WHAT THE TASK REQUIRES: Please copy the Jimmy Ye text starting at "Jimmy Ye Liang" and ending at "and Kit Chan.", changing "law lecturer" to "history lecturer".

Jimmy Ye Liang Jun (born 1967) is a Singaporean former singer and Director at Singapore Management University (SMU).

A former law lecturer who left the legal profession for music and show business, he is also currently Director, SMU Office of Student Life while still active as a performer and creative director for big events such as Sing.浪。An accomplished Singapore songwriter, composer and artist, Jimmy Ye's music has mesmerised and enchanted listeners all over Asia. He has written hits for superstars of the Chinese music scene, including Jackie Cheung, Andy Lau, Anita Mui, Leslie Cheung, Jeff Chang, Jolin Tsai, Alan Tam and Kit Chan.

Singing career 
Ye started his singing career as a freelance singer, performing at Singapore Tourism Board and private functions.

In 1992, Ye signed with Sony Music and released his first album, Give Me Your Love, which he wrote three of the tracks.

In 1996, Ye with Liang Wern Fook, created a Mandarin musical, December Rains, with George Chan and Kit Chan as the main leads.

In 1997, Ye became a songwriter after five years as a singer. He was approached by Television Corporation of Singapore to write songs for its actors.

In 2016, Ye held his first solo concert at the Esplanade.

On 6 February 2021, as part of the AL!VE series, Ye performed a solo concert at Capitol Theatre of the Capitol Singapore.

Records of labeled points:

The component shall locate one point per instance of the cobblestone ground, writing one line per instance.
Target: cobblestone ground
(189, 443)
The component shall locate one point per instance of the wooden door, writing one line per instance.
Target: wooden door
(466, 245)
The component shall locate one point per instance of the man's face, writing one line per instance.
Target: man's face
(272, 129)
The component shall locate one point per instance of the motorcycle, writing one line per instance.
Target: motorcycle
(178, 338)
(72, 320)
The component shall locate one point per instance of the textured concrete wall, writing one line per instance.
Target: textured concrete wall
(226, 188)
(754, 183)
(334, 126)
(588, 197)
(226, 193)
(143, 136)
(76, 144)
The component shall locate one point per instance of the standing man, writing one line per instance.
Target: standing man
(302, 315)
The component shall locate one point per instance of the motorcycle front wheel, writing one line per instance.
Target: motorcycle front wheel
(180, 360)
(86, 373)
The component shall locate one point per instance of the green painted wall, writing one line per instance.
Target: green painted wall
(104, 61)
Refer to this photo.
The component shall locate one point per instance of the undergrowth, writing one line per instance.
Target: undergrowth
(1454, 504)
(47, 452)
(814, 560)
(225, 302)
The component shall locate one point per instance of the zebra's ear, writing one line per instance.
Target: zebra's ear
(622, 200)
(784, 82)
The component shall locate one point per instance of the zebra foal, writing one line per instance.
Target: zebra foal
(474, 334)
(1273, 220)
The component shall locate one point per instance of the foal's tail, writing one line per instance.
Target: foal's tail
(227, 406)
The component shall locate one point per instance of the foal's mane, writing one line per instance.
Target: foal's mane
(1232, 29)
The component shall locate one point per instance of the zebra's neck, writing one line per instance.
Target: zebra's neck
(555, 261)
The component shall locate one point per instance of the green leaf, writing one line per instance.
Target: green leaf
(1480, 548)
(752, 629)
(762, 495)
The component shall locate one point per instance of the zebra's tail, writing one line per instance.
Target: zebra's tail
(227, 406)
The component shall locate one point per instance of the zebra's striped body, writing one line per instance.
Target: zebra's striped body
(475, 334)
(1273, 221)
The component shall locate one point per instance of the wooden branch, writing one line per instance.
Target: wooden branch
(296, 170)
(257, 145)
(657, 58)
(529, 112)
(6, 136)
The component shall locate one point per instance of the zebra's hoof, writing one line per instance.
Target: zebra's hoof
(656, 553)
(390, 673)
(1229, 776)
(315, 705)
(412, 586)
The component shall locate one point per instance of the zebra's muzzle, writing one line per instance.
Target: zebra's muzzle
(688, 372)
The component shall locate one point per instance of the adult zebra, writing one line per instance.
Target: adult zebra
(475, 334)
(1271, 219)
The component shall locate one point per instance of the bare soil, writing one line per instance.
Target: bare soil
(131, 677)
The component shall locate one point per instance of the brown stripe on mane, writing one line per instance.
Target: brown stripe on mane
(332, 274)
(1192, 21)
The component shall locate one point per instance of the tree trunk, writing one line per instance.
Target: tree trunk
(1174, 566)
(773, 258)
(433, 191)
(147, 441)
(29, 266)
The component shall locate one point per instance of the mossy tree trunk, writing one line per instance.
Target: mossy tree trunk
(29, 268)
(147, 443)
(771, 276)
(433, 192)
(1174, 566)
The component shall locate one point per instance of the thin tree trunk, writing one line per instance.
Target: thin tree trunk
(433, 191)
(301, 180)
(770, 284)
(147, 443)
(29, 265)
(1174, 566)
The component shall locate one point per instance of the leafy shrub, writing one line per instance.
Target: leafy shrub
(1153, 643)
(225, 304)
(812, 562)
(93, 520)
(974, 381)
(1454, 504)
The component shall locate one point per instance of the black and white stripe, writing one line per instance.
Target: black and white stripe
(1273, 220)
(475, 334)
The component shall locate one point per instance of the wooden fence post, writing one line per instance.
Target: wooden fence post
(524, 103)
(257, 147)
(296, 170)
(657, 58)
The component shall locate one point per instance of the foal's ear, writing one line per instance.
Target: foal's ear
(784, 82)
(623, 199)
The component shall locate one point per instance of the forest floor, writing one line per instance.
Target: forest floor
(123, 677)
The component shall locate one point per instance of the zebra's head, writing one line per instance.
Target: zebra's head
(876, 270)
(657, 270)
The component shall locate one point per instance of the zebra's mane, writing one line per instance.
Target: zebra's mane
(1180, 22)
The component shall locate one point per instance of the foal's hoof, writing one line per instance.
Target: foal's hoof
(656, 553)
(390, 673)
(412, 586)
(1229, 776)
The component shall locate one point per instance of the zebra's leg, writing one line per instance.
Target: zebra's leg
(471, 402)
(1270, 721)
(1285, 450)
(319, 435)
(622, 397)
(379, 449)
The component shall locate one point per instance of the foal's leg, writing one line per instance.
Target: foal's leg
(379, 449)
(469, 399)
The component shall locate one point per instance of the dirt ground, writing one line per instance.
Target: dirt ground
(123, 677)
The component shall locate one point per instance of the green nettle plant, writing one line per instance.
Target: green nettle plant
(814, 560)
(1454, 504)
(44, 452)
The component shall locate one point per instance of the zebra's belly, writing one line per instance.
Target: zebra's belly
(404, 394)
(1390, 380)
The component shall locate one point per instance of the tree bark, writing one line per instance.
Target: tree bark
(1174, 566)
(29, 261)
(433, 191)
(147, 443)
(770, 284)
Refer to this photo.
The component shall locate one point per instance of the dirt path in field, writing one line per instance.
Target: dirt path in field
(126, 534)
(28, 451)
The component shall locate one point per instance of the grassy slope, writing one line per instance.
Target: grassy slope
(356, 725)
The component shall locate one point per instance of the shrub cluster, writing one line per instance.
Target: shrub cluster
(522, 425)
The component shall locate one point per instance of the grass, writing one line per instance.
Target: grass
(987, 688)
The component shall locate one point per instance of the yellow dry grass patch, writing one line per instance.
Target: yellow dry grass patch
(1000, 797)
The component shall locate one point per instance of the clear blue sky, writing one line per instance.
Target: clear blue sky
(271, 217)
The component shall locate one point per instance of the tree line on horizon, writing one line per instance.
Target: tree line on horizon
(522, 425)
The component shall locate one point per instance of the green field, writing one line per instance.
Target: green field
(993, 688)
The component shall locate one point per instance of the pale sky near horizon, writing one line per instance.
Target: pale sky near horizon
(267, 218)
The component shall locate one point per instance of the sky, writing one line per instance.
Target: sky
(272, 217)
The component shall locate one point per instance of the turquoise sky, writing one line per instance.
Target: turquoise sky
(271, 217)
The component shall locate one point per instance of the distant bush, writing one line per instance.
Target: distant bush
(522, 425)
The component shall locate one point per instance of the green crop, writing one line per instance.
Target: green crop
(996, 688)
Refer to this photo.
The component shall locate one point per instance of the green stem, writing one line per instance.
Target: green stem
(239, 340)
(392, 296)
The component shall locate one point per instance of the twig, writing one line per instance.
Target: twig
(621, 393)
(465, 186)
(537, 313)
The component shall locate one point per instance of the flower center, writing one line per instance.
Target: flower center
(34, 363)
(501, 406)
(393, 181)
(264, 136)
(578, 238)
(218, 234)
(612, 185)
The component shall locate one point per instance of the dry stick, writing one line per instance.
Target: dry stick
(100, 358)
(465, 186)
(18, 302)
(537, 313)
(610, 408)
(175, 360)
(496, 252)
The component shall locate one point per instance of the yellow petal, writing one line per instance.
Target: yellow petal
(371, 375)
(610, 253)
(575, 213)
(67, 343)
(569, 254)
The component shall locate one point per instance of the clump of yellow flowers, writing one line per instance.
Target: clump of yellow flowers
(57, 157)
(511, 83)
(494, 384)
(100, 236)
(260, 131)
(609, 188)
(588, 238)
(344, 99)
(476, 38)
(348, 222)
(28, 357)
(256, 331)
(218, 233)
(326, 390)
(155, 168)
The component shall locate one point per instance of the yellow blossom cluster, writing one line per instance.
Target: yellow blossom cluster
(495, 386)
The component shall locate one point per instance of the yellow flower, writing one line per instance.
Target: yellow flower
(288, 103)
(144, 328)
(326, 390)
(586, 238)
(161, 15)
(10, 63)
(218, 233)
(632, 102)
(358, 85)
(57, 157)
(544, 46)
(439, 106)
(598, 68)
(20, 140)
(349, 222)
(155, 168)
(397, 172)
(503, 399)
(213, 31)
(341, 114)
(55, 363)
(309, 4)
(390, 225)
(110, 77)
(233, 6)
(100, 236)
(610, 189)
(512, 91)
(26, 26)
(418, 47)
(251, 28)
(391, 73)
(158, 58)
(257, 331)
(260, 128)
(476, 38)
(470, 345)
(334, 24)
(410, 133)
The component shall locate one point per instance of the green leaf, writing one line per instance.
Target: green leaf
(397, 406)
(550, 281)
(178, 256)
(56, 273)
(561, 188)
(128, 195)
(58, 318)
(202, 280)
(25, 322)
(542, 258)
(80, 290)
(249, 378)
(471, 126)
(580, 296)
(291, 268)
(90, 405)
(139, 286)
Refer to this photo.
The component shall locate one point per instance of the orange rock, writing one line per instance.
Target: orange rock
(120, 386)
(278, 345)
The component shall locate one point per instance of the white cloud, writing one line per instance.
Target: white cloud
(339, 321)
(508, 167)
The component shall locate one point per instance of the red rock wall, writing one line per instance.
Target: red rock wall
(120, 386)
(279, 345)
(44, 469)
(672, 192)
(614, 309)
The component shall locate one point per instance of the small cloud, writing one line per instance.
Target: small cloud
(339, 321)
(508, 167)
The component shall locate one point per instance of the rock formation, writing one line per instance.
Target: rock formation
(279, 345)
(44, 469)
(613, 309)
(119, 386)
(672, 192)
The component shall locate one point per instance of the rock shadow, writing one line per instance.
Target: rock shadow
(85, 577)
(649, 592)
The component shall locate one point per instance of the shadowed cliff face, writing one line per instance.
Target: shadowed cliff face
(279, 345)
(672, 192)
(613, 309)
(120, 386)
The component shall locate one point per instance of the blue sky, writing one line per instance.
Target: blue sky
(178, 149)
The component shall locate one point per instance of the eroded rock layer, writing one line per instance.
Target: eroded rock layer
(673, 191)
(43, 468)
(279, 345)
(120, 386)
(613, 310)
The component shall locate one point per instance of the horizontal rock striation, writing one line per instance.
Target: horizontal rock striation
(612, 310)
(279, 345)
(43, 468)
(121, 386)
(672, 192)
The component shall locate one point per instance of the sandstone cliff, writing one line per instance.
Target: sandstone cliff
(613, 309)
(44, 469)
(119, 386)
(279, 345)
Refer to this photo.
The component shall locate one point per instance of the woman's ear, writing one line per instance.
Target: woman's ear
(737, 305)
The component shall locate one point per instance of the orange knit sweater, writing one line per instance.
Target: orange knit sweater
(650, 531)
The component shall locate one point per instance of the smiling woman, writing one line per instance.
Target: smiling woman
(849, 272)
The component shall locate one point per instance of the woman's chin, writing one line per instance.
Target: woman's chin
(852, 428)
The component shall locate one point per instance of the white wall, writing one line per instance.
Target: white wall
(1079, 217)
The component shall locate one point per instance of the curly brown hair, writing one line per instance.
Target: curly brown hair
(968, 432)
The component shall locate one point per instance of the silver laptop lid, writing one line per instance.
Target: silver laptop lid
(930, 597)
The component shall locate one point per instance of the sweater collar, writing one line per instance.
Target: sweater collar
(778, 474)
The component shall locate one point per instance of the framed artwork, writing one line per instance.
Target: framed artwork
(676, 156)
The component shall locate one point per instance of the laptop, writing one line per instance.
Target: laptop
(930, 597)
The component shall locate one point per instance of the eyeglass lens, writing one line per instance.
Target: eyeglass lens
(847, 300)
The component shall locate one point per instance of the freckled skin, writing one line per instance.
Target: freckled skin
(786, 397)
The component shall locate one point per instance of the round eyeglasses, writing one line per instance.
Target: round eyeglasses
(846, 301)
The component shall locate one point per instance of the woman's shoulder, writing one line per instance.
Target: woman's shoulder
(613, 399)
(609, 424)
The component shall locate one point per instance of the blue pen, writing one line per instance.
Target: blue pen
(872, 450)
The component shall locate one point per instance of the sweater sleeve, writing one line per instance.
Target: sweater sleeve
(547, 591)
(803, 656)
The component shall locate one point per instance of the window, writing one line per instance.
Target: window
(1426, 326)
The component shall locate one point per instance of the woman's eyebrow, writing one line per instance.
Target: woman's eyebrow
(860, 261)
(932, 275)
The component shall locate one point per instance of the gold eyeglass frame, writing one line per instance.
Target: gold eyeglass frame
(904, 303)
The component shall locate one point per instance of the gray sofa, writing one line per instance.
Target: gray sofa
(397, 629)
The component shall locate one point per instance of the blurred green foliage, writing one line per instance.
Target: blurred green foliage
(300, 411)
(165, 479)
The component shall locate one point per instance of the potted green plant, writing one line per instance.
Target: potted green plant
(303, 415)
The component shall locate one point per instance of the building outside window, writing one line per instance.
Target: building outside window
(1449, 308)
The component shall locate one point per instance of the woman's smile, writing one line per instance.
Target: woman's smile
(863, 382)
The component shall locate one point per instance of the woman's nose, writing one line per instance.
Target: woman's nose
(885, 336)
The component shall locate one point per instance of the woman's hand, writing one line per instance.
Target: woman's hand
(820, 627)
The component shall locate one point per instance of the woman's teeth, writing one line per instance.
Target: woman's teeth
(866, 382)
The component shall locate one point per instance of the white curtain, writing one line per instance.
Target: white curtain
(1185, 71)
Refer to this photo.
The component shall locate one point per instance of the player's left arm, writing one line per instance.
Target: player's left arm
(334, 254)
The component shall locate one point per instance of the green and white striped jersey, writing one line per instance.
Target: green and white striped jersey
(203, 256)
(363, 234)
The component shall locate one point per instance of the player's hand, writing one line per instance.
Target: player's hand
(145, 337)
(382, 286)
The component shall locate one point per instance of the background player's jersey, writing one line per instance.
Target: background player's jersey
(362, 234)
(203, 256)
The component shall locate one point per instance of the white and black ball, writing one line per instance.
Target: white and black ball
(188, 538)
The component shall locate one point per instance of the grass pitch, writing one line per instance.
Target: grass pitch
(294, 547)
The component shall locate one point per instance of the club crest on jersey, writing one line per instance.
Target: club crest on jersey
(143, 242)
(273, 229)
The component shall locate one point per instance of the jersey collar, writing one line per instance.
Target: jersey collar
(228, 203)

COMPLETED TASK:
Jimmy Ye Liang Jun (born 1967) is a Singaporean former singer and Director at Singapore Management University (SMU).

A former history lecturer who left the legal profession for music and show business, he is also currently Director, SMU Office of Student Life while still active as a performer and creative director for big events such as Sing.浪。An accomplished Singapore songwriter, composer and artist, Jimmy Ye's music has mesmerised and enchanted listeners all over Asia. He has written hits for superstars of the Chinese music scene, including Jackie Cheung, Andy Lau, Anita Mui, Leslie Cheung, Jeff Chang, Jolin Tsai, Alan Tam and Kit Chan.